● **Texto del documento**
·····

La fugitiva, en tres retratos

En una entrevista de un canal de televisión de Costa Rica, le preguntaron a Sergio Ramírez (Masatepe, 1942) si se consideraba un “escritor político” o un “político escritor”, a lo que él, tras una breve pausa, respondió: “Escritor escritor” que ha estado un tiempo en la vida pública.

Por Antonio García Maldonado

En una entrevista de un canal de televisión de Costa Rica, le preguntaron a Sergio Ramírez (Masatepe, 1942) si se consideraba un “escritor político” o un “político escritor”, a lo que él, tras una breve pausa, respondió: “Escritor escritor” que ha estado un tiempo en la vida pública.

Es difícil sustraerse de la trayectoria pública de un autor para juzgar su obra literaria. Uno tiende a ver en cada recodo de la historia, en la elección de los temas a narrar, un trasunto de su alter ego político. Aunque esa dificultad se disipa enseguida en los libros de Sergio Ramírez. Y digo “libros” y no lo circunscribo a ningún género en concreto -que casi todos ha tratado el autor- ya que incluso sus memorias políticas, Adiós muchachos, guardan un estilo sugerente, una estructura y cadencia literarias muy poco usuales. La literatura es la lente por la que Sergio Ramírez se disecciona a sí mismo, y a los demás, y de esa visión han nacido joyas como la práctica totalidad de sus relatos, Margarita, está linda la mar (Premio Alfaguara de 1998) o La fugitiva , que recientemente ha presentado el autor en España.

Si echamos un vistazo al siglo veinte, no creo que haya años tan grises y opresivos, tan refractarios a la genialidad, a la diferencia o la simple heterodoxia como los años treinta, cuarenta y cincuenta. Los felices veinte, los años de entreguerra, fueron preciosos, sí, pero a cuya supuesta laxitud muchos sectores sociales achacaban la II Guerra Mundial, y de ellos sólo se quiso conservar el gusto por el lujo y cierta refinación impostada que convirtió a muchos países en escenarios de cartón piedra, donde los figurantes desempeñaban un papel volcado en el qué dirán, en el afán por pertenecer a una clase social para la que no alcanzaban los ingresos, y donde quien se saltaba el guión era, en el mejor de los casos, repudiado por la comunidad. Un mundo machista, miedoso, signado por el poder de las apariencias y el corsé moral de una Iglesia conservadora. Es esta época en la que hubo de vivir Amanda Solano. A ella le tocó en Costa Rica, pero sus padecimientos no hubieran sido menores en otros países.

Amanda Solano es el nombre que en este libro el autor da a Yolanda Oreamuno (1916-1956), escritora costarricense, autora de culto, belleza en fuga constante, en cuya discreta lápida en San José -adonde fue repatriada y enterrada en 1961- tan sólo se lee un número. Y es con la visita a dicho cementerio como comienza este libro, y en cuyo primer y magistral capítulo el autor deja claras, valga cierta contradicción, sus dudas en cuanto a la forma de abordar la vida de una mujer que quiso ser libre cuando en su libreto ponía que no debía serlo: “Ahora quiero empezar a contar cómo fueron las cosas de su vida lo mejor que pueda, aunque ya se sabe lo difícil que se vuelve sustentar las certezas y dejarse de mentiras en este oficio del diablo”.

·····

● **Filas de entrada**
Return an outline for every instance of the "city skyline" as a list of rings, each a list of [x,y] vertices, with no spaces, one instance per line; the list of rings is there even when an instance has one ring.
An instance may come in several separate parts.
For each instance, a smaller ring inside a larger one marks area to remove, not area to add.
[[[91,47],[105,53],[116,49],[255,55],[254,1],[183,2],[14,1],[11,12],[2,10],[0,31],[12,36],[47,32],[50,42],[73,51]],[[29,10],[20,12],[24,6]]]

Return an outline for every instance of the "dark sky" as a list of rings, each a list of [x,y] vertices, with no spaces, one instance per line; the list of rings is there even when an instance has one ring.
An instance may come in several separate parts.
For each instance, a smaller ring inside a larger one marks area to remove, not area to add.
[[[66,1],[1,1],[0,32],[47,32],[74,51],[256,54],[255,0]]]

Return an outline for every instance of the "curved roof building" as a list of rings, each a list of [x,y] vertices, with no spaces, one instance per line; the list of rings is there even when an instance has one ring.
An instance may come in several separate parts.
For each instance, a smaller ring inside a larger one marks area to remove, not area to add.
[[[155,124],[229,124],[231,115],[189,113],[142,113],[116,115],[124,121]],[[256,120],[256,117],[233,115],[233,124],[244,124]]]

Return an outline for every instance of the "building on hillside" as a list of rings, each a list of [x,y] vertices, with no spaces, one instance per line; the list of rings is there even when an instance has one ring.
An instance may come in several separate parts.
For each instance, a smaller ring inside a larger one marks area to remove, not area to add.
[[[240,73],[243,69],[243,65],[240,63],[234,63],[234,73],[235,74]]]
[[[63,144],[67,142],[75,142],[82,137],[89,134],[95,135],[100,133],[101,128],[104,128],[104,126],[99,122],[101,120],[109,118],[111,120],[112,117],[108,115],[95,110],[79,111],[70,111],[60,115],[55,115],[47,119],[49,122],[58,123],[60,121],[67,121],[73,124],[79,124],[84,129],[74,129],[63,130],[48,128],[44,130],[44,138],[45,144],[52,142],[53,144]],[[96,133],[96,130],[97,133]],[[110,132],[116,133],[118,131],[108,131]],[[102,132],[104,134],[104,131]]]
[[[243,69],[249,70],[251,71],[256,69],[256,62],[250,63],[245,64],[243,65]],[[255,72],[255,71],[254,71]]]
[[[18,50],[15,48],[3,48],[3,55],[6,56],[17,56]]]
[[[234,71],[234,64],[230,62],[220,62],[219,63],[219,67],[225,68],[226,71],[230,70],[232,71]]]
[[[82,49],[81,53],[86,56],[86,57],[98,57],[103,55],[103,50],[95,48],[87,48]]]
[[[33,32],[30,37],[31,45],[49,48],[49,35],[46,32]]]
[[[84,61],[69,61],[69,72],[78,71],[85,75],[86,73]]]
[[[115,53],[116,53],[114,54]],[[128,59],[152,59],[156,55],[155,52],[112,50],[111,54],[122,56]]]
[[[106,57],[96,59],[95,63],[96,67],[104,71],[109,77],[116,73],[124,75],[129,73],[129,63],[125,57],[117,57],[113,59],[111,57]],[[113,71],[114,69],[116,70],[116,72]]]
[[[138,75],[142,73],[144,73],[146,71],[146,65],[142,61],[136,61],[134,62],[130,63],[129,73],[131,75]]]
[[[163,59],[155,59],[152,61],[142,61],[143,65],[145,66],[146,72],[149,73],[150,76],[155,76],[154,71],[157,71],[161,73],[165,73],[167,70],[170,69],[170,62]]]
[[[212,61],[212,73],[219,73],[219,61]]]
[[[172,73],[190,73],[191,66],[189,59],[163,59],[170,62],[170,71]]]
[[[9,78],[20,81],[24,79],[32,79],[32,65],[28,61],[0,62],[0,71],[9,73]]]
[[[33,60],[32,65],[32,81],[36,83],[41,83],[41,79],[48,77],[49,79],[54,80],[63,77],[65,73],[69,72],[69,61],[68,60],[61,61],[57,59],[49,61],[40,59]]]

·····

● **Consigna 1**
Transcribe literalmente el fragmento de la reseña sobre La fugitiva que arranca en las palabras "Es difícil sustraerse" y se detiene tras "autor en España.".
● **Consigna 2**
Cita tal cual las filas desde la primera hasta la que contiene "[[[66,1],[1,1],[0,32],[47,32],[74,51],[256,54],[255,0]]]", ambas incluidas.
El texto y las filas proceden de fuentes distintas.

● **Respuesta 1**
Es difícil sustraerse de la trayectoria pública de un autor para juzgar su obra literaria. Uno tiende a ver en cada recodo de la historia, en la elección de los temas a narrar, un trasunto de su alter ego político. Aunque esa dificultad se disipa enseguida en los libros de Sergio Ramírez. Y digo “libros” y no lo circunscribo a ningún género en concreto -que casi todos ha tratado el autor- ya que incluso sus memorias políticas, Adiós muchachos, guardan un estilo sugerente, una estructura y cadencia literarias muy poco usuales. La literatura es la lente por la que Sergio Ramírez se disecciona a sí mismo, y a los demás, y de esa visión han nacido joyas como la práctica totalidad de sus relatos, Margarita, está linda la mar (Premio Alfaguara de 1998) o La fugitiva , que recientemente ha presentado el autor en España.

● **Respuesta 2**
Return an outline for every instance of the "city skyline" as a list of rings, each a list of [x,y] vertices, with no spaces, one instance per line; the list of rings is there even when an instance has one ring.
An instance may come in several separate parts.
For each instance, a smaller ring inside a larger one marks area to remove, not area to add.
[[[91,47],[105,53],[116,49],[255,55],[254,1],[183,2],[14,1],[11,12],[2,10],[0,31],[12,36],[47,32],[50,42],[73,51]],[[29,10],[20,12],[24,6]]]

Return an outline for every instance of the "dark sky" as a list of rings, each a list of [x,y] vertices, with no spaces, one instance per line; the list of rings is there even when an instance has one ring.
An instance may come in several separate parts.
For each instance, a smaller ring inside a larger one marks area to remove, not area to add.
[[[66,1],[1,1],[0,32],[47,32],[74,51],[256,54],[255,0]]]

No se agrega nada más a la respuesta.